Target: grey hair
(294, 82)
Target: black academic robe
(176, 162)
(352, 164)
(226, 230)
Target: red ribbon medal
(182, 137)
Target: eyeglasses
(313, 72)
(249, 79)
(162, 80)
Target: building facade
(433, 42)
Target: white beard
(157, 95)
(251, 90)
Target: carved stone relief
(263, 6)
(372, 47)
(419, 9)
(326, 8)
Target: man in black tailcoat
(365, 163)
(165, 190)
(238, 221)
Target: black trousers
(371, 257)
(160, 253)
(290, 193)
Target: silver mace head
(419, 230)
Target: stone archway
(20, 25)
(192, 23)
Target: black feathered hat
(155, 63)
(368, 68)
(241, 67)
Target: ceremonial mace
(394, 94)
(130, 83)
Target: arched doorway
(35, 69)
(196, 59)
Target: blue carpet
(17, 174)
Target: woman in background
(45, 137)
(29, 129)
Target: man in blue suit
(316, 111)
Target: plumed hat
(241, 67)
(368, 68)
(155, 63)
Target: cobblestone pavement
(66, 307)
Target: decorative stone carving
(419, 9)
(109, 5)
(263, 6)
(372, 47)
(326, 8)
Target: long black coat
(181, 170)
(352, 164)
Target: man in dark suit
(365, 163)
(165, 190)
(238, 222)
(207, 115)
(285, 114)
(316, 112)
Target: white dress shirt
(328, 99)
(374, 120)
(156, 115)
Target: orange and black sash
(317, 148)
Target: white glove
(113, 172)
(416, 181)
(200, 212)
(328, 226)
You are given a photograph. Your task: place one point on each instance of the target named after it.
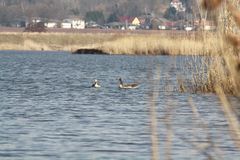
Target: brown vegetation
(140, 43)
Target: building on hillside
(51, 24)
(177, 4)
(73, 23)
(78, 24)
(131, 23)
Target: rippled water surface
(49, 111)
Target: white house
(177, 4)
(78, 24)
(51, 24)
(73, 23)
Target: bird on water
(96, 84)
(127, 86)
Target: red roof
(124, 19)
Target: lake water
(49, 111)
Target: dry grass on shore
(114, 43)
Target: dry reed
(113, 43)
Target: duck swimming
(127, 86)
(95, 84)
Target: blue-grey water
(49, 111)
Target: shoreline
(115, 42)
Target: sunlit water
(49, 111)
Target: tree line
(102, 10)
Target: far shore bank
(116, 42)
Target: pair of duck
(121, 84)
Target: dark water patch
(89, 51)
(49, 111)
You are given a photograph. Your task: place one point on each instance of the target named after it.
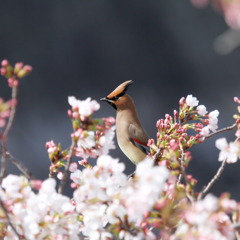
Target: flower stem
(6, 133)
(66, 173)
(9, 220)
(214, 180)
(222, 130)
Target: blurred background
(86, 48)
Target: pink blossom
(229, 151)
(202, 110)
(191, 101)
(85, 107)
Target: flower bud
(4, 63)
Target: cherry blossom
(191, 101)
(85, 107)
(229, 151)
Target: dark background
(87, 47)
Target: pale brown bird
(131, 136)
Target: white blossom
(202, 110)
(191, 101)
(229, 151)
(85, 107)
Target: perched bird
(131, 136)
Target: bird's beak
(104, 99)
(109, 101)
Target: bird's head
(118, 97)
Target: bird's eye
(115, 98)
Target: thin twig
(213, 181)
(66, 173)
(9, 220)
(6, 133)
(20, 166)
(222, 130)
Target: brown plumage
(131, 136)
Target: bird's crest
(120, 90)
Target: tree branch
(214, 180)
(6, 133)
(20, 166)
(9, 220)
(66, 173)
(222, 130)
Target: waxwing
(131, 137)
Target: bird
(131, 136)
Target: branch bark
(6, 133)
(66, 173)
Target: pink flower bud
(83, 162)
(19, 65)
(182, 101)
(60, 175)
(150, 142)
(69, 112)
(27, 68)
(3, 71)
(36, 184)
(236, 99)
(4, 63)
(75, 115)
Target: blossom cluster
(91, 137)
(230, 10)
(42, 215)
(176, 134)
(14, 73)
(158, 201)
(106, 196)
(5, 110)
(230, 151)
(209, 218)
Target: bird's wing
(138, 137)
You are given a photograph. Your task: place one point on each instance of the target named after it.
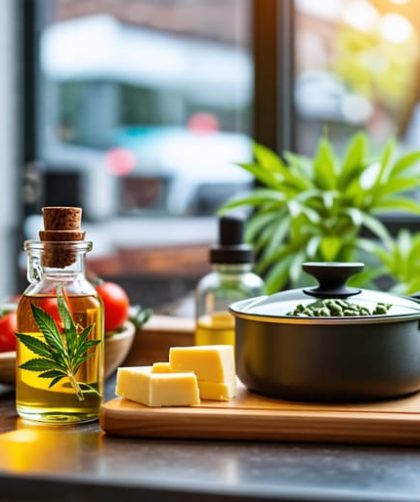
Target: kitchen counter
(80, 463)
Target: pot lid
(343, 304)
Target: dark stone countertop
(83, 464)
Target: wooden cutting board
(253, 417)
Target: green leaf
(51, 374)
(376, 227)
(353, 160)
(64, 360)
(296, 267)
(395, 204)
(34, 345)
(38, 365)
(55, 381)
(278, 275)
(276, 239)
(49, 329)
(90, 387)
(257, 222)
(70, 329)
(325, 166)
(273, 163)
(394, 186)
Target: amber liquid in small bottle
(60, 403)
(217, 328)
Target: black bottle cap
(231, 248)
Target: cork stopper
(61, 225)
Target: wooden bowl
(116, 350)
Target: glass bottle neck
(231, 268)
(55, 261)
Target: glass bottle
(67, 387)
(231, 280)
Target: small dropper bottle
(231, 279)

-.-.-

**Task objective**. Return the rows verbatim, beginning with the line containing "Target: green leaf" and continuing through the last line of the rows.

**Output below**.
Target: green leaf
(51, 374)
(376, 227)
(353, 160)
(64, 360)
(296, 267)
(395, 204)
(34, 345)
(38, 365)
(55, 381)
(278, 275)
(276, 239)
(49, 329)
(90, 387)
(257, 222)
(70, 329)
(325, 166)
(273, 163)
(394, 186)
Target: amber liquid in small bottle
(60, 403)
(217, 328)
Target: black bottle cap
(231, 248)
Target: cork stopper
(61, 225)
Target: wooden bowl
(116, 350)
Target: glass bottle neck
(231, 268)
(55, 261)
Target: glass bottle
(67, 387)
(231, 280)
Target: small dropper bottle
(231, 279)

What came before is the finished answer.